Short problem A = From the CUTLASS upgrade pull request thread, extract the stretch from "As of commit" through "cuda12.4-py3.10-gcc9-sm86 / build (gh)".
Short problem B = In the CUTLASS upgrade pull request thread, list the user handles tagged on the line that directly follows "Unblocks/unbreaks against newer CUTLASS (3.5+)".
Short problem C = Carry on the CUTLASS upgrade pull request thread from the point where it stops.

[CUDA][CUTLASS][submodule] Fixes for CUTLASS upgrade #131493

eqy · Jul 23, 2024

Unblocks/unbreaks against newer CUTLASS (3.5+)

CC @nWEIdia @xwang233 @ptrblck @thakkarV

cc @alexsamardzic @nikitaved @pearu @cpuhrsch @amjames @bhosmer @jcaip @ptrblck @msaroufim @voznesenskym @penguinwu @EikanWang @jgong5 @Guobing-Chen @XiaobingSuper @zhuhaozhe @blzheng @wenzhe-nrv @jiayisunx @ipiszy @yf225 @chenyang78 @kadeng @muchulee8 @ColinPeppler @desertfire @chauhang

pytorch-bot · Jul 23, 2024

🔗 Helpful Links

🧪 See artifacts and rendered test results at hud.pytorch.org/pr/131493

📄 Preview Python docs built from this PR
📄 Preview C++ docs built from this PR
❓ Need help or want to give feedback on the CI? Visit the bot commands wiki or our office hours

Note: Links to docs will display an error until the docs builds have been completed.

❌ 17 New Failures, 2 Unrelated Failures

As of commit 0c49853 with merge base efe21ee ():

NEW FAILURES - The following jobs have failed:

inductor / unit-test / cuda12.4-py3.10-gcc9-sm86 / build (gh)
Process completed with exit code 1.
inductor / unit-test / cuda12.4-py3.12-gcc9-sm86 / build (gh)

Dataset content =
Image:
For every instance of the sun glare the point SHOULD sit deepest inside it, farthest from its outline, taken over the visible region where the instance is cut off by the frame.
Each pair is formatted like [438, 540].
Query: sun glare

Right answer A =
As of commit 0c49853 with merge base efe21ee ():

NEW FAILURES - The following jobs have failed:

inductor / unit-test / cuda12.4-py3.10-gcc9-sm86 / build (gh)

Right answer B = @nWEIdia, @xwang233, @ptrblck, @thakkarV

Right answer C =
Process completed with exit code 1.
inductor / unit-test / cuda12.4-py3.13-gcc9-sm86 / build (gh)
Process completed with exit code 1.
inductor / unit-test / linux-jammy-cpu-py3.12-gcc11-inductor-halide / build (gh)
ninja: build stopped: subcommand failed
inductor / unit-test / linux-jammy-cpu-py3.12-gcc11-inductor-triton-cpu / build (gh)
Process completed with exit code 1.
Lint / lintrunner-noclang / linux-job (gh)
>>> Lint for aten/src/ATen/native/cuda/RowwiseScaledMM.cu:
linux-binary-manywheel / manywheel-py3_9-cuda12_4-build / build (gh)
ninja: build stopped: subcommand failed
linux-binary-manywheel / manywheel-py3_9-cuda12_6-build / build (gh)
ninja: build stopped: subcommand failed
periodic / linux-focal-cuda12.1-py3-gcc9-slow-gradcheck / build (gh)
Process completed with exit code 1.
periodic / linux-focal-cuda12.1-py3.10-gcc9 / build (gh)
Process completed with exit code 1.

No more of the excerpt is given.